[GIVEN RECORDS — start]

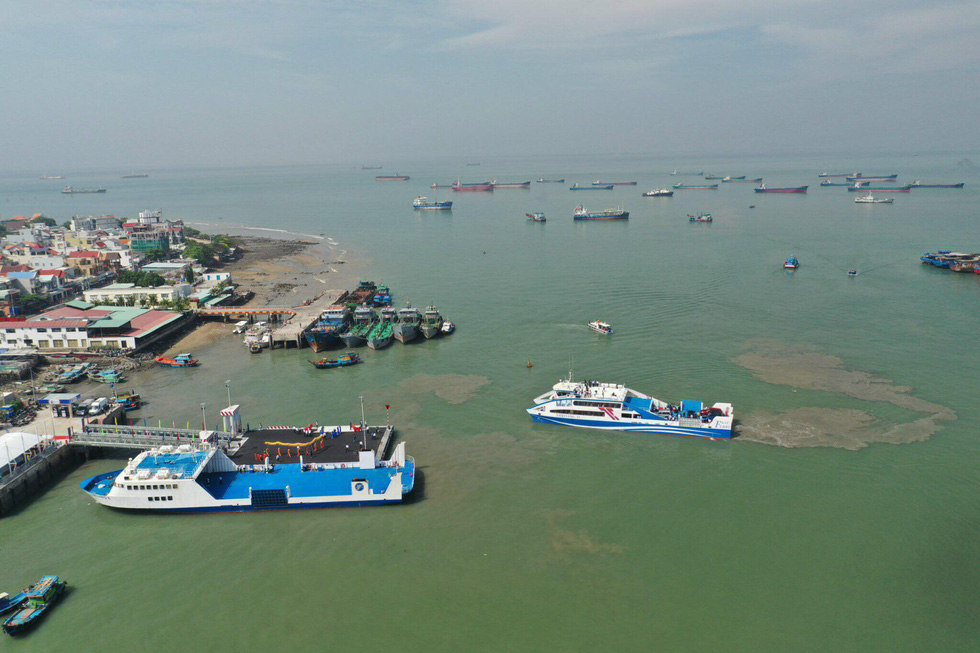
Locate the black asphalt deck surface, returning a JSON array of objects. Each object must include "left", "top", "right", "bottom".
[{"left": 230, "top": 427, "right": 387, "bottom": 465}]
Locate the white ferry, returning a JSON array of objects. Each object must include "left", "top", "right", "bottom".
[
  {"left": 527, "top": 377, "right": 734, "bottom": 438},
  {"left": 81, "top": 440, "right": 414, "bottom": 513}
]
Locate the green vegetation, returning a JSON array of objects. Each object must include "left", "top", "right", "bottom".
[
  {"left": 184, "top": 267, "right": 195, "bottom": 283},
  {"left": 142, "top": 248, "right": 168, "bottom": 262},
  {"left": 29, "top": 216, "right": 57, "bottom": 227},
  {"left": 16, "top": 293, "right": 47, "bottom": 314},
  {"left": 117, "top": 270, "right": 167, "bottom": 287},
  {"left": 183, "top": 241, "right": 216, "bottom": 265}
]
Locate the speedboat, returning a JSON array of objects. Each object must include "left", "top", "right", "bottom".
[{"left": 588, "top": 320, "right": 613, "bottom": 335}]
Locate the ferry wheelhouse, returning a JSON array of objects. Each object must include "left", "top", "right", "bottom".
[{"left": 527, "top": 378, "right": 734, "bottom": 438}]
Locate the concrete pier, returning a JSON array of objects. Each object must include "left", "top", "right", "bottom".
[{"left": 0, "top": 442, "right": 87, "bottom": 517}]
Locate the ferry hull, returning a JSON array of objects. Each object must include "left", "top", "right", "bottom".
[{"left": 529, "top": 414, "right": 733, "bottom": 438}]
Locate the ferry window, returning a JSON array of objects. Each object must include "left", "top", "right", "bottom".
[
  {"left": 167, "top": 496, "right": 173, "bottom": 501},
  {"left": 153, "top": 484, "right": 158, "bottom": 490},
  {"left": 148, "top": 497, "right": 153, "bottom": 502}
]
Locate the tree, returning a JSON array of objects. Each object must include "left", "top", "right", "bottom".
[
  {"left": 143, "top": 248, "right": 168, "bottom": 262},
  {"left": 184, "top": 267, "right": 195, "bottom": 283},
  {"left": 183, "top": 242, "right": 215, "bottom": 265},
  {"left": 30, "top": 216, "right": 57, "bottom": 227},
  {"left": 61, "top": 220, "right": 72, "bottom": 229},
  {"left": 16, "top": 293, "right": 46, "bottom": 314}
]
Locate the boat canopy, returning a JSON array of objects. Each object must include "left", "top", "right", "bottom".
[{"left": 680, "top": 400, "right": 703, "bottom": 415}]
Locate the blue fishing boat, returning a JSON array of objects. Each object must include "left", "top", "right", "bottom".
[
  {"left": 310, "top": 351, "right": 360, "bottom": 369},
  {"left": 0, "top": 590, "right": 28, "bottom": 617},
  {"left": 784, "top": 255, "right": 800, "bottom": 269},
  {"left": 2, "top": 576, "right": 66, "bottom": 635},
  {"left": 570, "top": 183, "right": 613, "bottom": 190},
  {"left": 372, "top": 285, "right": 392, "bottom": 306},
  {"left": 303, "top": 305, "right": 352, "bottom": 352}
]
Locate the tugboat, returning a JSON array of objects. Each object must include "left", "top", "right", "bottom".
[
  {"left": 2, "top": 576, "right": 66, "bottom": 635},
  {"left": 310, "top": 352, "right": 360, "bottom": 369},
  {"left": 526, "top": 375, "right": 734, "bottom": 438},
  {"left": 154, "top": 353, "right": 199, "bottom": 368},
  {"left": 784, "top": 255, "right": 800, "bottom": 269},
  {"left": 526, "top": 211, "right": 546, "bottom": 222},
  {"left": 420, "top": 305, "right": 444, "bottom": 339},
  {"left": 367, "top": 309, "right": 396, "bottom": 350},
  {"left": 588, "top": 320, "right": 613, "bottom": 335},
  {"left": 393, "top": 305, "right": 422, "bottom": 343},
  {"left": 688, "top": 212, "right": 713, "bottom": 222}
]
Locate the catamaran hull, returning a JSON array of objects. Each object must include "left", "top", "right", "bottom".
[{"left": 528, "top": 414, "right": 733, "bottom": 438}]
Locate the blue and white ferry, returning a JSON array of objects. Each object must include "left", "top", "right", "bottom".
[
  {"left": 81, "top": 439, "right": 414, "bottom": 513},
  {"left": 526, "top": 377, "right": 734, "bottom": 438}
]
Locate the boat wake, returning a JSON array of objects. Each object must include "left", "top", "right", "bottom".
[{"left": 732, "top": 342, "right": 955, "bottom": 449}]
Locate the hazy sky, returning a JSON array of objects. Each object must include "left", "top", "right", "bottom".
[{"left": 2, "top": 0, "right": 978, "bottom": 170}]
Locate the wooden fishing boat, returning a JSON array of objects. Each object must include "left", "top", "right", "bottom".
[
  {"left": 154, "top": 353, "right": 198, "bottom": 368},
  {"left": 2, "top": 576, "right": 66, "bottom": 635},
  {"left": 310, "top": 352, "right": 360, "bottom": 369}
]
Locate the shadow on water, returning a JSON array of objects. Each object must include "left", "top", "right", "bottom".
[{"left": 403, "top": 465, "right": 427, "bottom": 505}]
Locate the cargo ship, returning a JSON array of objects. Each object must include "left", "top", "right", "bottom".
[
  {"left": 818, "top": 172, "right": 860, "bottom": 178},
  {"left": 592, "top": 180, "right": 637, "bottom": 186},
  {"left": 536, "top": 178, "right": 565, "bottom": 183},
  {"left": 820, "top": 180, "right": 861, "bottom": 186},
  {"left": 670, "top": 170, "right": 704, "bottom": 176},
  {"left": 492, "top": 180, "right": 531, "bottom": 188},
  {"left": 573, "top": 205, "right": 629, "bottom": 220},
  {"left": 846, "top": 174, "right": 896, "bottom": 182},
  {"left": 720, "top": 176, "right": 746, "bottom": 181},
  {"left": 40, "top": 175, "right": 64, "bottom": 180},
  {"left": 754, "top": 184, "right": 808, "bottom": 193},
  {"left": 527, "top": 376, "right": 733, "bottom": 438},
  {"left": 413, "top": 196, "right": 453, "bottom": 210},
  {"left": 376, "top": 175, "right": 410, "bottom": 181},
  {"left": 452, "top": 181, "right": 494, "bottom": 191},
  {"left": 570, "top": 183, "right": 613, "bottom": 190},
  {"left": 80, "top": 419, "right": 415, "bottom": 513},
  {"left": 121, "top": 172, "right": 149, "bottom": 178},
  {"left": 847, "top": 184, "right": 910, "bottom": 192},
  {"left": 672, "top": 183, "right": 718, "bottom": 190},
  {"left": 61, "top": 186, "right": 106, "bottom": 194},
  {"left": 908, "top": 181, "right": 965, "bottom": 188}
]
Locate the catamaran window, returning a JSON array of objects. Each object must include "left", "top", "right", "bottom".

[GIVEN RECORDS — finish]

▸ **THE TASK**
Leaving out the pictures, output each line above exactly as it is.

▸ **EXERCISE SOLUTION**
Locate the black asphalt deck surface, returning a JSON array of objects. Each object must include "left", "top", "right", "bottom".
[{"left": 230, "top": 427, "right": 387, "bottom": 465}]
Locate the white ferry, returning a JSON array of objects. Each object must include "left", "top", "right", "bottom".
[
  {"left": 527, "top": 377, "right": 734, "bottom": 438},
  {"left": 81, "top": 440, "right": 414, "bottom": 513}
]
Locate the green vegetation, returning a JSON array of objects. Each object must include "left", "top", "right", "bottom".
[
  {"left": 184, "top": 267, "right": 195, "bottom": 283},
  {"left": 142, "top": 248, "right": 168, "bottom": 262},
  {"left": 29, "top": 216, "right": 57, "bottom": 227},
  {"left": 16, "top": 293, "right": 47, "bottom": 314},
  {"left": 117, "top": 270, "right": 167, "bottom": 287},
  {"left": 183, "top": 241, "right": 216, "bottom": 265}
]
Locate the speedboat, returning a JSON array of objects. Each object must include "left", "top", "right", "bottom".
[{"left": 588, "top": 320, "right": 613, "bottom": 335}]
Locate the ferry wheelhouse, returning a JSON array of objects. Each object must include "left", "top", "right", "bottom".
[{"left": 527, "top": 378, "right": 734, "bottom": 438}]
Locate the concrete pier, returning a JSON array of objects. Each object must include "left", "top", "right", "bottom".
[{"left": 0, "top": 442, "right": 87, "bottom": 517}]
Locate the ferry hull, returning a JSON array of objects. Each object must include "left", "top", "right", "bottom".
[{"left": 529, "top": 414, "right": 733, "bottom": 438}]
Locate the ferry window, returning a JSON array of objects. Each object must include "left", "top", "right", "bottom".
[
  {"left": 167, "top": 496, "right": 173, "bottom": 501},
  {"left": 153, "top": 484, "right": 158, "bottom": 490},
  {"left": 148, "top": 497, "right": 153, "bottom": 502}
]
Locate the tree, returning a JSON array of objects. Each object must include "left", "top", "right", "bottom".
[
  {"left": 143, "top": 248, "right": 168, "bottom": 262},
  {"left": 184, "top": 267, "right": 195, "bottom": 283},
  {"left": 183, "top": 242, "right": 215, "bottom": 265},
  {"left": 30, "top": 216, "right": 57, "bottom": 227},
  {"left": 61, "top": 220, "right": 72, "bottom": 229},
  {"left": 16, "top": 293, "right": 46, "bottom": 314}
]
Locate the boat canopy, returning a JSON array of objects. Each object must include "left", "top", "right", "bottom".
[{"left": 680, "top": 400, "right": 703, "bottom": 415}]
Locate the blue fishing boat, returning a JSON array of objects. Each object must include "left", "top", "right", "bottom".
[
  {"left": 310, "top": 351, "right": 360, "bottom": 369},
  {"left": 0, "top": 590, "right": 28, "bottom": 617},
  {"left": 784, "top": 255, "right": 800, "bottom": 269},
  {"left": 2, "top": 576, "right": 66, "bottom": 635},
  {"left": 570, "top": 183, "right": 613, "bottom": 190},
  {"left": 372, "top": 285, "right": 392, "bottom": 306},
  {"left": 303, "top": 305, "right": 352, "bottom": 352}
]
Locate the tugboat, returning a JSON array of objects. Each object must include "left", "top", "right", "bottom".
[
  {"left": 2, "top": 576, "right": 66, "bottom": 635},
  {"left": 310, "top": 352, "right": 360, "bottom": 369},
  {"left": 526, "top": 375, "right": 734, "bottom": 438},
  {"left": 154, "top": 353, "right": 199, "bottom": 368},
  {"left": 784, "top": 255, "right": 800, "bottom": 269},
  {"left": 526, "top": 211, "right": 546, "bottom": 222},
  {"left": 420, "top": 305, "right": 444, "bottom": 339},
  {"left": 367, "top": 309, "right": 396, "bottom": 350},
  {"left": 588, "top": 320, "right": 613, "bottom": 335},
  {"left": 393, "top": 305, "right": 422, "bottom": 343},
  {"left": 688, "top": 212, "right": 713, "bottom": 222}
]
Locate the catamaran hull, returning a JSON array of objects. Each object must include "left", "top", "right", "bottom".
[{"left": 528, "top": 414, "right": 733, "bottom": 438}]
Locate the blue and white ferry, returning a JSON array of objects. Each object must include "left", "top", "right", "bottom".
[
  {"left": 81, "top": 439, "right": 414, "bottom": 513},
  {"left": 526, "top": 377, "right": 734, "bottom": 438}
]
Locate the boat wake, returning a JSON array of objects. Each object must include "left", "top", "right", "bottom".
[{"left": 732, "top": 342, "right": 955, "bottom": 449}]
Locate the hazy sky, returning a JSON array of objects. Each object must include "left", "top", "right", "bottom".
[{"left": 2, "top": 0, "right": 978, "bottom": 170}]
Locate the wooden fishing boat, returning a JSON array of objects. Each object must include "left", "top", "right", "bottom".
[
  {"left": 154, "top": 353, "right": 198, "bottom": 368},
  {"left": 2, "top": 576, "right": 66, "bottom": 635},
  {"left": 310, "top": 352, "right": 360, "bottom": 369}
]
Locate the shadow on water, returning a JSON array of objects. Each object must include "left", "top", "right", "bottom".
[{"left": 403, "top": 465, "right": 427, "bottom": 505}]
Locate the cargo ship, returning a JSON array of objects. Each object must include "left", "top", "right", "bottom".
[
  {"left": 818, "top": 172, "right": 860, "bottom": 178},
  {"left": 592, "top": 180, "right": 637, "bottom": 186},
  {"left": 536, "top": 178, "right": 565, "bottom": 183},
  {"left": 820, "top": 180, "right": 861, "bottom": 186},
  {"left": 670, "top": 170, "right": 704, "bottom": 176},
  {"left": 492, "top": 180, "right": 531, "bottom": 188},
  {"left": 573, "top": 205, "right": 629, "bottom": 220},
  {"left": 846, "top": 174, "right": 896, "bottom": 182},
  {"left": 720, "top": 176, "right": 746, "bottom": 181},
  {"left": 40, "top": 175, "right": 64, "bottom": 180},
  {"left": 754, "top": 184, "right": 808, "bottom": 193},
  {"left": 527, "top": 376, "right": 733, "bottom": 438},
  {"left": 413, "top": 196, "right": 453, "bottom": 210},
  {"left": 376, "top": 175, "right": 410, "bottom": 181},
  {"left": 452, "top": 181, "right": 494, "bottom": 191},
  {"left": 570, "top": 183, "right": 613, "bottom": 190},
  {"left": 80, "top": 419, "right": 415, "bottom": 513},
  {"left": 121, "top": 172, "right": 149, "bottom": 178},
  {"left": 847, "top": 184, "right": 910, "bottom": 192},
  {"left": 672, "top": 183, "right": 718, "bottom": 190},
  {"left": 61, "top": 186, "right": 106, "bottom": 194},
  {"left": 908, "top": 181, "right": 965, "bottom": 188}
]
Locate the catamaran window, returning a JSON array of objects. Each object must include "left", "top", "right", "bottom".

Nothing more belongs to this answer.